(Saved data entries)

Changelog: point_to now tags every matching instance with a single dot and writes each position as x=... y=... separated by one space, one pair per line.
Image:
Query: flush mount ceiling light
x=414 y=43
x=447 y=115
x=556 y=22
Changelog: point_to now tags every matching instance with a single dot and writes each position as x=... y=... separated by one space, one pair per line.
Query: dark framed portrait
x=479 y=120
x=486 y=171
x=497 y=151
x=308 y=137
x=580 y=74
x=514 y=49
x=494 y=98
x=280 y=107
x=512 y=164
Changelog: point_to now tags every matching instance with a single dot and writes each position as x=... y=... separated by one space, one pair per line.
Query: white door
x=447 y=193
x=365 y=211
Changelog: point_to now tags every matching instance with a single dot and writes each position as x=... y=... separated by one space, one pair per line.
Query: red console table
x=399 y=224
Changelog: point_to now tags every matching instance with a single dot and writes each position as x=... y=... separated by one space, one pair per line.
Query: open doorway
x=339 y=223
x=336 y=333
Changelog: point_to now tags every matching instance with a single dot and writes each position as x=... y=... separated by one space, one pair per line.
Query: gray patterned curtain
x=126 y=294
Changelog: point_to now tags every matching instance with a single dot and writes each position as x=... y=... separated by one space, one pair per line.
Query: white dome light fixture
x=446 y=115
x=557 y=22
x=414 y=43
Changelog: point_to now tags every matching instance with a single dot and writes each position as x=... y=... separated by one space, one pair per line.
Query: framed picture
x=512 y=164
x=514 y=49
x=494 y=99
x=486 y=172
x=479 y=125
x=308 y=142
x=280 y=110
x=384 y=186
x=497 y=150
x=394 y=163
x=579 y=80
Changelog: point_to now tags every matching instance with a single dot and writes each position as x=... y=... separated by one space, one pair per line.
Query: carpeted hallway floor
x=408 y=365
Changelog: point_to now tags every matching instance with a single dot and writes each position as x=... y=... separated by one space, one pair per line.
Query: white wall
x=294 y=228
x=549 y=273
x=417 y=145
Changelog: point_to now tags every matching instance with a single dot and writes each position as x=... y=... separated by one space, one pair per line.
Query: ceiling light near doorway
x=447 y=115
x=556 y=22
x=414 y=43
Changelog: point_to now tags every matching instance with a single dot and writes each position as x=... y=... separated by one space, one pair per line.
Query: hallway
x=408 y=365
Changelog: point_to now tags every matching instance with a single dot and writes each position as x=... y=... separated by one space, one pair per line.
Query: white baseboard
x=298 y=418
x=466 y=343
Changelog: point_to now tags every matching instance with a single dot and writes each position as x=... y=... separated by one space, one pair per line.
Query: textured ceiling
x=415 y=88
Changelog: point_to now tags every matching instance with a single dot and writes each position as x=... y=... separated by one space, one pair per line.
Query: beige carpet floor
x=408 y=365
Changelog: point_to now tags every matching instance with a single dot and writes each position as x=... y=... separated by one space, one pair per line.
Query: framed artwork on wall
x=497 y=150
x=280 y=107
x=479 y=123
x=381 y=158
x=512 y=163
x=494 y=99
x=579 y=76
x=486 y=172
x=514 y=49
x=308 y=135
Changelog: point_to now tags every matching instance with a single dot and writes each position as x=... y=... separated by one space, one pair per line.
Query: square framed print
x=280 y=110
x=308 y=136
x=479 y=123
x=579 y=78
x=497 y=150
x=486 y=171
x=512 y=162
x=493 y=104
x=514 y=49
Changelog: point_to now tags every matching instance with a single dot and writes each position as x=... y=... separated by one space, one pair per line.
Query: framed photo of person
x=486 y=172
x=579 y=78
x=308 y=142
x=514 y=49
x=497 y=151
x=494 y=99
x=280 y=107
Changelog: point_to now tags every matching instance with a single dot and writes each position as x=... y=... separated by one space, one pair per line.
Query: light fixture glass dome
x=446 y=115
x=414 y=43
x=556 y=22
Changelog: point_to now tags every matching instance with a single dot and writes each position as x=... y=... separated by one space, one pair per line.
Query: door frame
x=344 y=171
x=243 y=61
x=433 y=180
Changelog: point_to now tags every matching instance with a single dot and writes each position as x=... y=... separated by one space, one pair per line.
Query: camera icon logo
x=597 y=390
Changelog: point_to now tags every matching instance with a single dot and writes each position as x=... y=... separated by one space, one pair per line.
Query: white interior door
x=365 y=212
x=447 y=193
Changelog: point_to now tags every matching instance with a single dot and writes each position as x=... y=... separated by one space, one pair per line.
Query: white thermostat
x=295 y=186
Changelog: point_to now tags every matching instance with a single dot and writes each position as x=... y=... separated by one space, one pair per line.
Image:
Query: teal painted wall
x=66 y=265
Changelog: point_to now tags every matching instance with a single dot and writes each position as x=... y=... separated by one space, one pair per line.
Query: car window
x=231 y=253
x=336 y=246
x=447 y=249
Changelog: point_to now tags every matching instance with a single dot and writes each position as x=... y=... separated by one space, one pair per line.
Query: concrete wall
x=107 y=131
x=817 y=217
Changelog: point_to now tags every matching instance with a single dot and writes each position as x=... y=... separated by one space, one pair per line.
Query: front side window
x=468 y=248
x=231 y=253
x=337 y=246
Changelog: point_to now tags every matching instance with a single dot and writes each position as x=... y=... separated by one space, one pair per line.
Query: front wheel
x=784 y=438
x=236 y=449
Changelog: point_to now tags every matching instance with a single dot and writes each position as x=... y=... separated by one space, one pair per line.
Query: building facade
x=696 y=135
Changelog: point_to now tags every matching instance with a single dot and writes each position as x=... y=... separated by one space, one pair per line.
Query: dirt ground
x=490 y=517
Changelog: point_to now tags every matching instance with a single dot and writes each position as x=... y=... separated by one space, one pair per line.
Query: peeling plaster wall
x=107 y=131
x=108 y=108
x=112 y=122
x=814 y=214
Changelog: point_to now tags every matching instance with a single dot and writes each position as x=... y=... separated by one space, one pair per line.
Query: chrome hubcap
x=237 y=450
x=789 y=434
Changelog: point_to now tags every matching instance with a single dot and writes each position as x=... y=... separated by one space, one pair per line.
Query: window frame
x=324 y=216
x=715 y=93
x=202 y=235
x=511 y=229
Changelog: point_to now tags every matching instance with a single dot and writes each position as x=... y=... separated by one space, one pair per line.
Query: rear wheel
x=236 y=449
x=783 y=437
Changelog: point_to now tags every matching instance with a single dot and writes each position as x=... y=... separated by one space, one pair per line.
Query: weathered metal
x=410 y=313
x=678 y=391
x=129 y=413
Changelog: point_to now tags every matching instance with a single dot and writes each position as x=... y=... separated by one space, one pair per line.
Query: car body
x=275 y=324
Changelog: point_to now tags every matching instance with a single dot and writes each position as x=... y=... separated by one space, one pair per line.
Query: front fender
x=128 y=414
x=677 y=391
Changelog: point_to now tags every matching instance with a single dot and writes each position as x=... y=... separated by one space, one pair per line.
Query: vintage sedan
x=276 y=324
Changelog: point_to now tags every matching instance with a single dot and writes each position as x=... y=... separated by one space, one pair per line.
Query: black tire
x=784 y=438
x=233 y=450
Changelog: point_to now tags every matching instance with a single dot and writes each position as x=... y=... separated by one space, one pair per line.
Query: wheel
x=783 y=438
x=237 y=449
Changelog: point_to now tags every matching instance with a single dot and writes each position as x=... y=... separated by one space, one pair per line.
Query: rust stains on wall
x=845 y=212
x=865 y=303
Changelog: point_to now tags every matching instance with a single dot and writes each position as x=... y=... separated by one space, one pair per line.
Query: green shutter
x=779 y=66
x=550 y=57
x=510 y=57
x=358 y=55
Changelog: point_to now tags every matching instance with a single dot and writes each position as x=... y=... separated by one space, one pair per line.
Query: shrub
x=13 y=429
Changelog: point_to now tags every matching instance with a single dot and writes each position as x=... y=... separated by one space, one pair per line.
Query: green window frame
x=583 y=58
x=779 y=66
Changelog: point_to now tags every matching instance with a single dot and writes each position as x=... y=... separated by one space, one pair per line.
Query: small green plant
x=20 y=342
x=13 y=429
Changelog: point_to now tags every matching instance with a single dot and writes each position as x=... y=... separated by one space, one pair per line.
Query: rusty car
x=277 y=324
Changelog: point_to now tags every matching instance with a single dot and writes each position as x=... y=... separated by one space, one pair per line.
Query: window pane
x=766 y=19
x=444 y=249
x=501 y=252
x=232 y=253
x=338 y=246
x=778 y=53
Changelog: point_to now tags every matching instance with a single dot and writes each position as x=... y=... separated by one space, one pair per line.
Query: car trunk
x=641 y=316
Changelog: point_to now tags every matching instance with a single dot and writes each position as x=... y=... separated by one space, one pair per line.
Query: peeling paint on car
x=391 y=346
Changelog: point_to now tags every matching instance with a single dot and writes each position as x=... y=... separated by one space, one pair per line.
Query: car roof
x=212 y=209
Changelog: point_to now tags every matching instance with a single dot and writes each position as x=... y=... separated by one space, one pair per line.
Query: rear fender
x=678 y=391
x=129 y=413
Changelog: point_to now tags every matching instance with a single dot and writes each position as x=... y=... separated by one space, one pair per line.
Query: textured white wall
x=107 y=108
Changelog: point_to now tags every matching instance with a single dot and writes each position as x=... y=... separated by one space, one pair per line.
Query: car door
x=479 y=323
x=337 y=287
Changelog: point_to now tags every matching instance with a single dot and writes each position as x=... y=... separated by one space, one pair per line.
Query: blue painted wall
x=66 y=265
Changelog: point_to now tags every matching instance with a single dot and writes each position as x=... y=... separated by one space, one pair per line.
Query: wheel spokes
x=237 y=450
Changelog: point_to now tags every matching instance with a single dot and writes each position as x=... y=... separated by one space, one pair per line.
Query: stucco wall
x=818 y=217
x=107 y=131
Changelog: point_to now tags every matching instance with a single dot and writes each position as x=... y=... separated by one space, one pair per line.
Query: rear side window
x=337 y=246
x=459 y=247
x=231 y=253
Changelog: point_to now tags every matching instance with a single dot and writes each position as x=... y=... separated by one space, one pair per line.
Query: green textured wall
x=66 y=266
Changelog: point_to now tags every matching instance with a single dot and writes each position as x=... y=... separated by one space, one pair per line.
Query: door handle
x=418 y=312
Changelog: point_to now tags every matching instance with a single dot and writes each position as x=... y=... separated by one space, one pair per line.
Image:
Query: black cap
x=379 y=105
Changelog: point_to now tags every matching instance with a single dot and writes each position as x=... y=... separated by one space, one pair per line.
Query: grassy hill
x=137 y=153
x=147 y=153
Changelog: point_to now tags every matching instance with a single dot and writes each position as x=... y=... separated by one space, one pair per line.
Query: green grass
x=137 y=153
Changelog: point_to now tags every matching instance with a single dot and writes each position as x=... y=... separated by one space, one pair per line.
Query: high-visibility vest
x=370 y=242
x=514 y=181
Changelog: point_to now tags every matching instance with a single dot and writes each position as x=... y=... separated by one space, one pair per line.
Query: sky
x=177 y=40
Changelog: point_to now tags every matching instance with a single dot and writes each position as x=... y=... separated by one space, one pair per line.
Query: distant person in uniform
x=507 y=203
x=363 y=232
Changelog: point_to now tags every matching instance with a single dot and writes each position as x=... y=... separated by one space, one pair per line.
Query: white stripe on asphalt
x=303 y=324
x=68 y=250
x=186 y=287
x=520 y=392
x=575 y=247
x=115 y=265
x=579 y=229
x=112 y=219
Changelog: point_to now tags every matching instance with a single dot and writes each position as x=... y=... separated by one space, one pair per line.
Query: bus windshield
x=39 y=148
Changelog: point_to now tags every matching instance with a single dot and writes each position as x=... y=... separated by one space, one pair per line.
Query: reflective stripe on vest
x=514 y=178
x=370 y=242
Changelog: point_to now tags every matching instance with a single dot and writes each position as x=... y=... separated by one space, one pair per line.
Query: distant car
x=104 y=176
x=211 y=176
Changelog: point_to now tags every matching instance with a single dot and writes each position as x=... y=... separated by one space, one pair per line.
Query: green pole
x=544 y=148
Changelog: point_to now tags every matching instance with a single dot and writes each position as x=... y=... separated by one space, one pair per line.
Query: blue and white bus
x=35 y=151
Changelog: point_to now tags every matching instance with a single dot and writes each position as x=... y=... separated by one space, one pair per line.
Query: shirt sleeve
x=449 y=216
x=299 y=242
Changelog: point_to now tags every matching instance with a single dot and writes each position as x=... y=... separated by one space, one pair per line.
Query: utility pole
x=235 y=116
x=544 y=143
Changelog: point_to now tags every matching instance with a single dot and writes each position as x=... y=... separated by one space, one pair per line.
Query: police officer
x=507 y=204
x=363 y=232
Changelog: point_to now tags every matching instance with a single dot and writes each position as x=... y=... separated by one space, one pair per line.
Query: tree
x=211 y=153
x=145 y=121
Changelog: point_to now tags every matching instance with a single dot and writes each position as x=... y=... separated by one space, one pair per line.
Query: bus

▶ _Exercise instructions_
Exact copies of the line with "Query: tree" and of every later line in the entries make up the whole answer.

▶ _Response to the task_
Query: tree
x=211 y=153
x=145 y=121
Changelog: point_to now tags every matching instance with a single dot and writes each position as x=... y=... separated by one space, one pair per line.
Query: bus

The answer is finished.